PROBLEM DETAILS
Reproduce word for word the stretch of the endometriosis awareness text below that begins with the words "Endometriosis UK: https://www.endometriosis-uk.org" and ends with "we were normal.".

─── TEXT SECTION

Endometriosis Awareness Week starts on 4 March and Endometriosis UK is running a campaign called What I Wish I’d Known. The Period Blether provides the perfect opportunity for these stories to be shared so that others who are struggling with many gynaecological symptoms feel empowered to take their concerns to a medical professional. More importantly to ensure you are listened to and given the best health care possible. After all, you know your body better than anyone.*

Endometriosis UK: https://www.endometriosis-uk.org

*story may have been edited for length and clarity

"I'm conducting a mild but helpful rebellion."

Pamela Brankin, 42

I had an achingly normal upbringing, in a good way. I lived with my parents and my sister, and periods were never taboo. Ok, maybe with my dad! But I vividly remember ‘the talk’ and from there on, it never crossed my mind that there were families who didn’t discuss periods. Who didn’t complain to each other about cramps, floods, or any of the other joys that women deal with. We just talked, and in the talking, we were normal.

Except, years went by and I realised that we weren’t normal. My friends didn’t - and couldn’t - talk to their mums. Sometimes, they couldn’t even talk to each other. This is sad and problematic because at both a personal and societal level, silence prevents real progress from being made. It’s harmful to women’s self-esteem, their understanding of their own biology, and reinforces myths, misconceptions, and negative cultural attitudes about menstruation.

──────
─── THE DATA

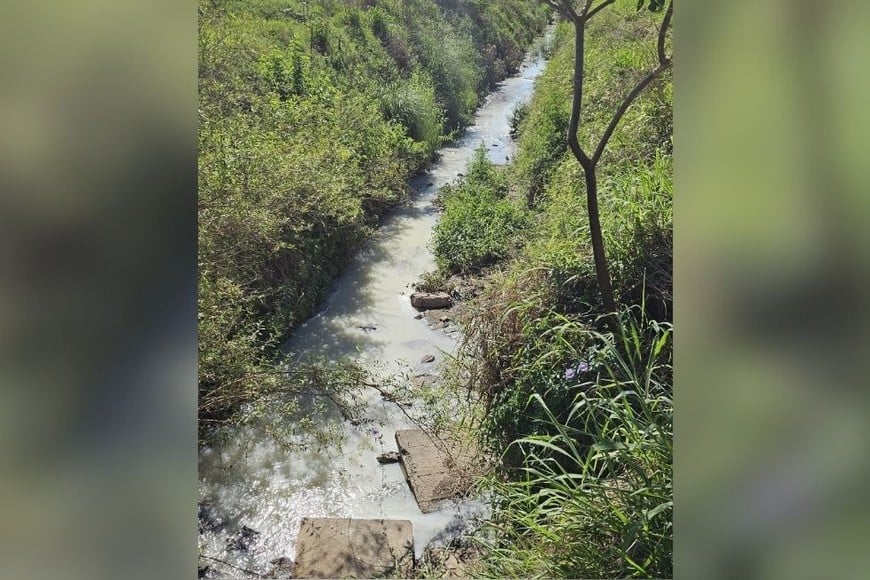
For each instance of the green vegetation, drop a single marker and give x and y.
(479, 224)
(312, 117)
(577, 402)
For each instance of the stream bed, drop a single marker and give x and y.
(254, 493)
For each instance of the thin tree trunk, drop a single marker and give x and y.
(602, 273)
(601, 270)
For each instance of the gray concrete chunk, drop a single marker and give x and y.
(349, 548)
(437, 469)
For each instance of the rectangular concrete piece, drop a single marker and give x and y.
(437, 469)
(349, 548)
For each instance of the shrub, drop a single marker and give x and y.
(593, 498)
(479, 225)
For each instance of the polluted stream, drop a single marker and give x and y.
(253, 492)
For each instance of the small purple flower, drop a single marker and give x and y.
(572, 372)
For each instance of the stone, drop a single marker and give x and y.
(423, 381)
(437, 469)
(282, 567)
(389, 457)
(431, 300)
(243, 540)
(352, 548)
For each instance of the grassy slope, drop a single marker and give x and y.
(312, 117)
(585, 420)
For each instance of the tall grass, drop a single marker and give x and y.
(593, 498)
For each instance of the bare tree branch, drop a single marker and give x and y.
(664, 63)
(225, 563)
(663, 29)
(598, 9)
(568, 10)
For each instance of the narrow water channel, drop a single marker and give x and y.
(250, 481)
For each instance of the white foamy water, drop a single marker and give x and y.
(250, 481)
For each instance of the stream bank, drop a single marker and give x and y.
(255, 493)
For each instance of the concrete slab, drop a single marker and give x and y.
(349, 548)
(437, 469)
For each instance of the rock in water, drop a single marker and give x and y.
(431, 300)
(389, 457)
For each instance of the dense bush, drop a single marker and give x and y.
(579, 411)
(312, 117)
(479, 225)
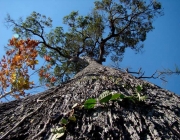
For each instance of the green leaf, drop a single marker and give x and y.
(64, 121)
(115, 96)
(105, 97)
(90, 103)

──────
─── THE DATA

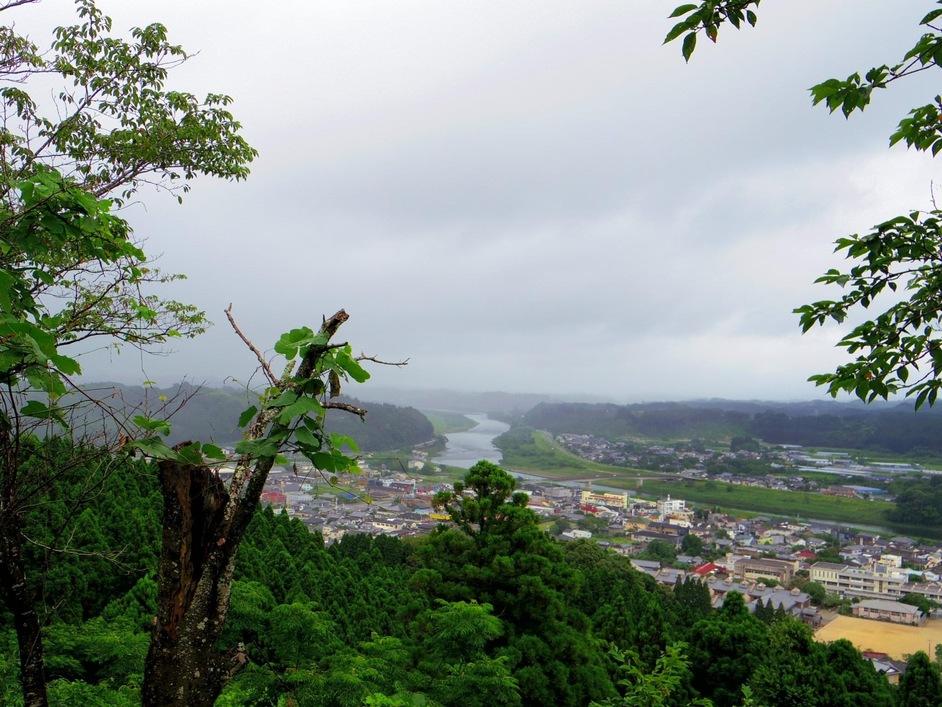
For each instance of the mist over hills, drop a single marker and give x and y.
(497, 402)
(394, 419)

──────

RESPONSE TO THIS TASK
Endometriosis UK: https://www.endometriosis-uk.org

*story may have been edited for length and clarity

"I'm conducting a mild but helpful rebellion."

Pamela Brankin, 42

I had an achingly normal upbringing, in a good way. I lived with my parents and my sister, and periods were never taboo. Ok, maybe with my dad! But I vividly remember ‘the talk’ and from there on, it never crossed my mind that there were families who didn’t discuss periods. Who didn’t complain to each other about cramps, floods, or any of the other joys that women deal with. We just talked, and in the talking, we were normal.